--- Your goal ---
Give the lines below again, exactly as they stand, and leave out the images.

--- Records shown ---
┌──
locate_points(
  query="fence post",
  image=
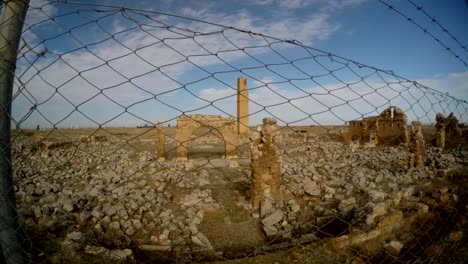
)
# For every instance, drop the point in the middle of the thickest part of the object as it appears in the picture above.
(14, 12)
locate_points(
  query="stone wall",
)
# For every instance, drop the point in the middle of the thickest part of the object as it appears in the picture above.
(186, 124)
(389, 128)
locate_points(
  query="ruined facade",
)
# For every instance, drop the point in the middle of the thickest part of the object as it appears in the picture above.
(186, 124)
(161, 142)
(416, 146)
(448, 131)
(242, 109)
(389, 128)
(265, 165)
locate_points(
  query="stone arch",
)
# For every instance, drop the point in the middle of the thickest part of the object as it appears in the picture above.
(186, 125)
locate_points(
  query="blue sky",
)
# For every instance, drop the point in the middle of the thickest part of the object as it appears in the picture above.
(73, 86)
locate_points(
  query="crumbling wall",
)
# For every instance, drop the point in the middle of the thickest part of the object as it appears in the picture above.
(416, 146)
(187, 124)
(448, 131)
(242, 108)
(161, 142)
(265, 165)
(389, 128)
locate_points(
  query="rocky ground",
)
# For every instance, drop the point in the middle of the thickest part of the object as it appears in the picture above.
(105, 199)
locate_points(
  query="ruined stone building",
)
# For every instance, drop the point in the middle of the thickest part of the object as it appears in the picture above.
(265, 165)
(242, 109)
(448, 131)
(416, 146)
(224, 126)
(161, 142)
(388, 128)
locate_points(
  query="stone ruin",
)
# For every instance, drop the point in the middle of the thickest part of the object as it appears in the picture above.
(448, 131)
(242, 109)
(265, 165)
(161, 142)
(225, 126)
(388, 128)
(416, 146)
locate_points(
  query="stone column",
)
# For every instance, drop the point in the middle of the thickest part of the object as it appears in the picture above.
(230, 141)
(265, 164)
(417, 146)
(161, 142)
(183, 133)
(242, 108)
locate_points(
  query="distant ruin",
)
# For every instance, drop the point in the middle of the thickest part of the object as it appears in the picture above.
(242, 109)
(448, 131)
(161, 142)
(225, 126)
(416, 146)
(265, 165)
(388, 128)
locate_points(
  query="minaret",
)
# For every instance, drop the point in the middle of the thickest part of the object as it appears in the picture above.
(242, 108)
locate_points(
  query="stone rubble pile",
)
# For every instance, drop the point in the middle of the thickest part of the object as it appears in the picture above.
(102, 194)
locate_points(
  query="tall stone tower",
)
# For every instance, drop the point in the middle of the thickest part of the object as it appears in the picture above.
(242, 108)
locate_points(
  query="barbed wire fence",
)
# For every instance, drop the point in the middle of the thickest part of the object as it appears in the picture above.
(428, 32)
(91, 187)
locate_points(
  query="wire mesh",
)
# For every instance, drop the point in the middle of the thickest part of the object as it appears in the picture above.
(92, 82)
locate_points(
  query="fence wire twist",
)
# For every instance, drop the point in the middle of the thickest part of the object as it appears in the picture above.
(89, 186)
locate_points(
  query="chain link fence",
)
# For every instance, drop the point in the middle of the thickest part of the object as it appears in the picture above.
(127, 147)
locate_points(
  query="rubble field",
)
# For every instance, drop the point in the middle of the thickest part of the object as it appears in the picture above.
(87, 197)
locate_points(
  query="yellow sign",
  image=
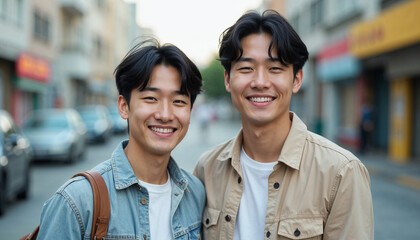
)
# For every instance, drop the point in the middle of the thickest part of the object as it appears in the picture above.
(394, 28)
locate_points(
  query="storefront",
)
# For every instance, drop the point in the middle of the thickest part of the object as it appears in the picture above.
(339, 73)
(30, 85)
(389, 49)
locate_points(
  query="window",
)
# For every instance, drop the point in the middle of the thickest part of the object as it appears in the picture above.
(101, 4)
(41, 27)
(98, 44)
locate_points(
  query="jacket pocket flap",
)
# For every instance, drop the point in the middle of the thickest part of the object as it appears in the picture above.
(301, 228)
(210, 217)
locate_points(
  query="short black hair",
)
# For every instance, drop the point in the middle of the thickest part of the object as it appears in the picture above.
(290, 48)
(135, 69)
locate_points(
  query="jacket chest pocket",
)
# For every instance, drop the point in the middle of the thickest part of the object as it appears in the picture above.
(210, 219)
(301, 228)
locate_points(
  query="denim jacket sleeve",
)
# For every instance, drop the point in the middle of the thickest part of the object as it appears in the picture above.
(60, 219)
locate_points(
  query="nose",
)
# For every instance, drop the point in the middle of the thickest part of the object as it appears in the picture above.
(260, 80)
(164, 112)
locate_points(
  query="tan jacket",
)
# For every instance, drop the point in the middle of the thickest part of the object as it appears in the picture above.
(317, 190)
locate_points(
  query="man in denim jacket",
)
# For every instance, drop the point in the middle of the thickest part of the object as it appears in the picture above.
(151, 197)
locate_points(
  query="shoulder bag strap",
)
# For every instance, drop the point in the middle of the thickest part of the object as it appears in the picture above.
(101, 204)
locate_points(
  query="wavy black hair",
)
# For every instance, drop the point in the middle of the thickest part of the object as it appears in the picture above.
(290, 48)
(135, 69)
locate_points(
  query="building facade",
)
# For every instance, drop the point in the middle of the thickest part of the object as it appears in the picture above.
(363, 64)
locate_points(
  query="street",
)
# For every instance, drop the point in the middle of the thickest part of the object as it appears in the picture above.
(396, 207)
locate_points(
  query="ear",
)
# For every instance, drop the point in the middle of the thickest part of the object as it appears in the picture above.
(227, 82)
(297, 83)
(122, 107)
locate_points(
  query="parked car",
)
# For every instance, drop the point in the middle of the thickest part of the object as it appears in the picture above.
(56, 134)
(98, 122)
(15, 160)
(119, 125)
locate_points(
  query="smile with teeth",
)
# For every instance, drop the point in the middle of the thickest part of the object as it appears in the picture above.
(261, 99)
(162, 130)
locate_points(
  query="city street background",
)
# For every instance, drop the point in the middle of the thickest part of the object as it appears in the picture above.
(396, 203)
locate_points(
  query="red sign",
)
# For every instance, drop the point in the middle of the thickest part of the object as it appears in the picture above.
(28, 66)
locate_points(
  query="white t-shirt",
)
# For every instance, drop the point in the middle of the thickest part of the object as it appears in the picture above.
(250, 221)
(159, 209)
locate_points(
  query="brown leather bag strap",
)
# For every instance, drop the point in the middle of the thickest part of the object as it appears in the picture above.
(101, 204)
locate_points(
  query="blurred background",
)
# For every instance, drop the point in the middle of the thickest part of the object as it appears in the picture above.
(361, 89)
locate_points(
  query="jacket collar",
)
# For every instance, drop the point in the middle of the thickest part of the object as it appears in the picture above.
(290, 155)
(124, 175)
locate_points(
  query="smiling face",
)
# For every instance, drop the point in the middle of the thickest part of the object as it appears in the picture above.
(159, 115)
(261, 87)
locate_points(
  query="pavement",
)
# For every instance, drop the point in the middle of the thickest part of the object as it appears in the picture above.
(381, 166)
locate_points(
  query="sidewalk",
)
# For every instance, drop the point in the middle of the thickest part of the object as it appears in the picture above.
└──
--- Answer below ---
locate_points(
  query="fence post",
  image=
)
# For every instance, drop the point in the middle of the thickest part of the object as it appears in the picture above.
(14, 12)
locate_points(
  query="stone wall",
)
# For every instance, drop the point in the middle of the thickest part of the object as it appears in the picture above.
(186, 124)
(389, 128)
locate_points(
  query="ruined facade",
)
# For every instance, drop the point in the middle of the thickest part of the object as it appears in the picture above.
(186, 124)
(161, 142)
(416, 146)
(448, 131)
(242, 109)
(389, 128)
(265, 165)
locate_points(
  query="stone arch",
)
# For every instance, drop the point in the middle of the thickest part of the object as it appears in the picture above.
(186, 125)
locate_points(
  query="blue sky",
)
# For every instance, drop the point in the middle of the thickest part of the object as it appears in the picture above.
(73, 86)
locate_points(
  query="crumbling wall",
)
# For every instance, drop the point in the middle of the thickest part of the object as it appears in the picture above.
(416, 146)
(187, 124)
(448, 131)
(242, 108)
(161, 142)
(265, 165)
(389, 128)
locate_points(
  query="rocky ground",
)
# For every instance, drop the point in the middle of the thickest part of the object as it appears in the picture above.
(105, 199)
locate_points(
  query="ruined stone building",
)
# For every instance, drop the point in the middle of the thickest part of the object as it appears in the picture above.
(265, 165)
(242, 109)
(448, 131)
(416, 146)
(224, 126)
(161, 142)
(388, 128)
locate_points(
  query="stone ruin",
)
# For every instance, drop the point in the middle of the thickest part of the object as it appears in the picture above.
(448, 131)
(242, 109)
(265, 165)
(161, 142)
(225, 126)
(388, 128)
(416, 146)
locate_points(
  query="stone column",
)
# For every instance, drop the point in the middle of the thickest part of the object as it appears in the picture above.
(230, 141)
(265, 164)
(417, 146)
(161, 142)
(183, 133)
(242, 108)
locate_points(
  query="distant ruin",
)
# For every instance, drop the point in the middle of the thickest part of the object as it appears in the picture above.
(242, 109)
(448, 131)
(161, 142)
(225, 126)
(416, 146)
(265, 165)
(388, 128)
locate_points(
  query="minaret",
)
# For every instance, drop the point in the middle of the thickest part of the object as it appears in the picture above.
(242, 108)
locate_points(
  query="stone rubble pile",
)
# For every instance, drop the point in the middle of the thickest part of the object as it appears in the picture above.
(102, 194)
locate_points(
  query="tall stone tower",
)
# For every instance, drop the point in the middle of the thickest part of the object as it appears in the picture above.
(242, 108)
locate_points(
  query="barbed wire fence",
)
# For every instance, drop the point in the middle of the thickest part of the object as it appears in the picture above.
(428, 32)
(91, 187)
locate_points(
  query="wire mesh",
)
# For every instance, drop the point in the middle of the thickest part of the object as it appears in the picture above.
(92, 82)
locate_points(
  query="fence wire twist",
)
# For every instance, drop the point in the middle of the thickest part of the object as it appears in the picture above.
(89, 186)
locate_points(
  query="chain link fence",
)
# For every instance, drop the point in the middle of the thickest part of the object as it appears in the picture above.
(127, 147)
locate_points(
  query="rubble field",
)
# For every instance, drop the point in the middle of the thickest part of the object as it appears in the picture above.
(87, 197)
locate_points(
  query="yellow sign",
  image=
)
# For every instance, drop the point in the middle of the thickest part of the object as it appears in the picture above.
(394, 28)
locate_points(
  query="storefront",
)
# For every instance, drop the point in the middle of the thickest part of the object as it appears in the picture above.
(339, 73)
(30, 85)
(389, 49)
locate_points(
  query="window",
)
# For every instance, drop the point in the middle of the thickest part of the object as it appears in the picture above.
(101, 4)
(41, 27)
(98, 44)
locate_points(
  query="jacket pocket flap",
)
# For every instance, drop the point in the middle of the thickest part of the object as it appears in the picture above.
(301, 228)
(210, 217)
locate_points(
  query="short black hair",
)
# For every instance, drop the point in the middle of the thickest part of the object as it appears in the picture above.
(290, 48)
(135, 69)
locate_points(
  query="jacket chest pocket",
)
# For every instance, drop the point in the middle of the thickest part of the object as it appears in the picture above.
(210, 219)
(301, 228)
locate_points(
  query="denim jacket sleeve",
)
# For every instance, drop the point in the middle of the thickest part of the object as it appears in the picture above.
(60, 219)
locate_points(
  query="nose",
)
# For every instance, drop the point in the middle of the thickest part of the object as it appears in the picture above.
(260, 80)
(164, 112)
locate_points(
  query="tan jacket",
)
# For every instance, drop the point in the middle of the thickest part of the object as it appears in the picture above.
(317, 190)
locate_points(
  query="man in denim jacket",
)
# For every instance, drop the point in the middle of the thickest part of the object as it appears in the picture above.
(151, 197)
locate_points(
  query="shoulder bag strap",
)
# For every instance, drop the point in the middle of the thickest part of the object as it appears in the picture above.
(101, 204)
locate_points(
  query="wavy black hair",
)
# For every instance, drop the point in the middle of the thickest part of the object as it appears in the picture above.
(290, 48)
(135, 69)
locate_points(
  query="building facade",
)
# For every instance, drop the point in the middle of the thickest part of the object as it appears in the picture above.
(363, 64)
locate_points(
  query="street",
)
# For every instance, drop the point in the middle of the thickest part of the object as it appears in the picture above.
(396, 207)
locate_points(
  query="ear",
)
# For every instance, drop the point in the middle of the thickest part of the object as it appears in the picture above.
(227, 82)
(297, 83)
(122, 107)
locate_points(
  query="parked car",
)
# For every instance, drop the point in the middle of the thickest part of the object as it appears in the picture above.
(56, 134)
(98, 122)
(15, 160)
(119, 125)
locate_points(
  query="smile with teeth",
)
# For every instance, drop the point in the middle of the thickest part of the object as it appears in the picture above.
(261, 99)
(162, 130)
locate_points(
  query="city street background",
)
# For every instance, drop the point in the middle of the thickest part of the object as it appears in the picture above.
(396, 203)
locate_points(
  query="red sign",
)
# For every instance, drop the point in the middle of the thickest part of the object as it appears in the picture above.
(28, 66)
locate_points(
  query="white t-shirt",
)
# For every instance, drop the point in the middle of the thickest part of the object as it appears in the picture above.
(250, 221)
(159, 209)
locate_points(
  query="brown leather bag strap",
)
# For every instance, drop the point in the middle of the thickest part of the object as it appears in the picture above.
(101, 204)
locate_points(
  query="blurred background",
)
# For every instance, drop the point in the middle of the thickest part of the object as it appears in the picture above.
(361, 89)
locate_points(
  query="jacket collar",
)
# For every instance, drop the point in the middle of the thickest part of the object as it appears in the picture above.
(290, 155)
(124, 175)
locate_points(
  query="smiling face",
)
# For every instance, drop the point in the middle of the thickest part of the object as it appears in the picture above.
(159, 115)
(261, 87)
locate_points(
  query="pavement",
)
# For every instance, drop the point in the middle of the thickest part of the object as it appears in the picture above.
(381, 166)
locate_points(
  query="sidewalk",
)
# For every instance, drop the point in the middle of the thickest part of the object as it appears in the picture above.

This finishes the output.